[Records from a set for labeling points]
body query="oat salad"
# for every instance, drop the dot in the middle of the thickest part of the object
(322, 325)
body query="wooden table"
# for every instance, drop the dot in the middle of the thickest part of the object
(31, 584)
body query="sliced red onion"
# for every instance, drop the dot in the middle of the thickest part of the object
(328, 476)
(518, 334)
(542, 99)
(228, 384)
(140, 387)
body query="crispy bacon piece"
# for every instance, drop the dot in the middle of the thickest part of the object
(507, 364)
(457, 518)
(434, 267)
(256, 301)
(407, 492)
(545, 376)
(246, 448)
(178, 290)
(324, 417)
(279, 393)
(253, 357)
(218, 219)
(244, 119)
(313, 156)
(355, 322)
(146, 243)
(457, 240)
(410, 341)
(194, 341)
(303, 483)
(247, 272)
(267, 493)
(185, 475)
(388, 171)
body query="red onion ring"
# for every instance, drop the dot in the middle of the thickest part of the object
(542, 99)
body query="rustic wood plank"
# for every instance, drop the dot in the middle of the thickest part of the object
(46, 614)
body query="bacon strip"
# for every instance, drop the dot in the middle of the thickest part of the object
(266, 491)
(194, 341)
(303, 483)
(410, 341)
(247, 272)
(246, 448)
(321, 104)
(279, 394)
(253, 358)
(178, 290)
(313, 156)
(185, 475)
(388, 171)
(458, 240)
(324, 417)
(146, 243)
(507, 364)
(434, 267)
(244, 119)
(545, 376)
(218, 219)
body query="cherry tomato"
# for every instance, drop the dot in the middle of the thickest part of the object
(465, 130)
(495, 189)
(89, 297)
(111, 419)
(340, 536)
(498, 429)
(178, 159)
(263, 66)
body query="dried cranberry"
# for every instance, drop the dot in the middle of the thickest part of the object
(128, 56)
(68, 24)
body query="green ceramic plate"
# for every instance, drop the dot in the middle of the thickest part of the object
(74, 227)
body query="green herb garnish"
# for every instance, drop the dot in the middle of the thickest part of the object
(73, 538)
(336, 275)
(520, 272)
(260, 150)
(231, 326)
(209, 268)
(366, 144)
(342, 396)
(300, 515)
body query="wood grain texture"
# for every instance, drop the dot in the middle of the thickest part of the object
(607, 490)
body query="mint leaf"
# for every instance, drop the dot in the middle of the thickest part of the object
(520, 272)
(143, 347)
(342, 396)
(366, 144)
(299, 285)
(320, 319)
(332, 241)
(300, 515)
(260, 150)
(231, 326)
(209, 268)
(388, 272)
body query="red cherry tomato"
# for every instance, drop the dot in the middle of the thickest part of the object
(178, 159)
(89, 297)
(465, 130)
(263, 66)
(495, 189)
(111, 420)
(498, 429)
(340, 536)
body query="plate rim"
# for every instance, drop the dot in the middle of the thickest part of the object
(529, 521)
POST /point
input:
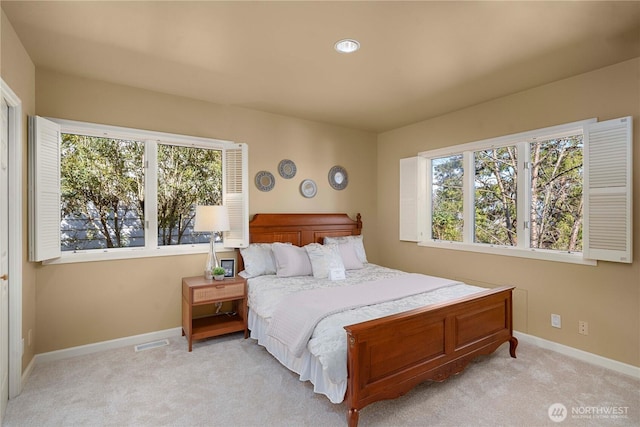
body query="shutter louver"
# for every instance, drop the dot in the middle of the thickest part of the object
(608, 191)
(236, 196)
(44, 189)
(408, 218)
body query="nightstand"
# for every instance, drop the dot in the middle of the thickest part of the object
(199, 291)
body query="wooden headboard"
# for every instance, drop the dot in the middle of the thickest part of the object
(300, 229)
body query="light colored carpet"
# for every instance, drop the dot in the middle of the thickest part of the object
(229, 381)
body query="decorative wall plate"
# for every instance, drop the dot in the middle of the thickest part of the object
(308, 188)
(338, 178)
(287, 169)
(265, 181)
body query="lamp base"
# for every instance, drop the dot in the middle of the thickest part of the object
(212, 259)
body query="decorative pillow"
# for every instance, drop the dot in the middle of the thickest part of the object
(291, 260)
(324, 258)
(349, 256)
(258, 260)
(357, 244)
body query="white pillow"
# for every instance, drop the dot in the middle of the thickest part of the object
(291, 260)
(349, 256)
(258, 260)
(357, 244)
(324, 258)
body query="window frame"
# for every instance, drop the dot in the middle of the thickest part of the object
(152, 139)
(522, 142)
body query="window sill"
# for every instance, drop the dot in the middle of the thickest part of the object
(117, 254)
(539, 254)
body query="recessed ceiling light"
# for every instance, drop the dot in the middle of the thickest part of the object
(347, 46)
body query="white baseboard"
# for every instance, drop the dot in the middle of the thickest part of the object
(107, 345)
(594, 359)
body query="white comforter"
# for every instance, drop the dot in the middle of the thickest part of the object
(328, 342)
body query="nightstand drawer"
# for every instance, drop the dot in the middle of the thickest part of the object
(232, 290)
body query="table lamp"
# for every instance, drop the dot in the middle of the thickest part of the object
(211, 219)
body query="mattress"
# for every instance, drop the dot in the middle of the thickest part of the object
(324, 361)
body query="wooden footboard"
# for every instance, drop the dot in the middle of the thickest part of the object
(387, 357)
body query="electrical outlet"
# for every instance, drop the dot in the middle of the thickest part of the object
(583, 327)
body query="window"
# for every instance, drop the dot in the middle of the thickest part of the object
(124, 192)
(446, 214)
(530, 194)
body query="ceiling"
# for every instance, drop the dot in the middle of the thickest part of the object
(418, 59)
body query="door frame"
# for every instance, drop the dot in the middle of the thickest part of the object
(15, 239)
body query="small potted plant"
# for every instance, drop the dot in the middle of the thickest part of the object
(218, 273)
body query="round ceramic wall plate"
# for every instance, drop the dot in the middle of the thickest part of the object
(265, 181)
(338, 178)
(308, 188)
(287, 169)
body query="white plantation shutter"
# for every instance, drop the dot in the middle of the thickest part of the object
(44, 189)
(236, 196)
(608, 193)
(408, 217)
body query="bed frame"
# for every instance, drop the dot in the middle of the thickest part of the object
(387, 357)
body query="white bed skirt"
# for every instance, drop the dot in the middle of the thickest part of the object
(307, 365)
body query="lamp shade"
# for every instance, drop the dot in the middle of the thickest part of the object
(211, 218)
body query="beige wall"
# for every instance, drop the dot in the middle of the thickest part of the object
(91, 302)
(607, 296)
(77, 304)
(18, 72)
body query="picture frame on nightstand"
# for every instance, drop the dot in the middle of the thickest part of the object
(229, 266)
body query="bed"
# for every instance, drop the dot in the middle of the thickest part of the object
(428, 339)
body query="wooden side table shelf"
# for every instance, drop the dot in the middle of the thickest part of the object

_WORK TO COMPLETE:_ Pick out each line of the records that contains the string "pillow".

_EXPECTED ANSWER:_
body query="decorative pillow"
body query="white pillow"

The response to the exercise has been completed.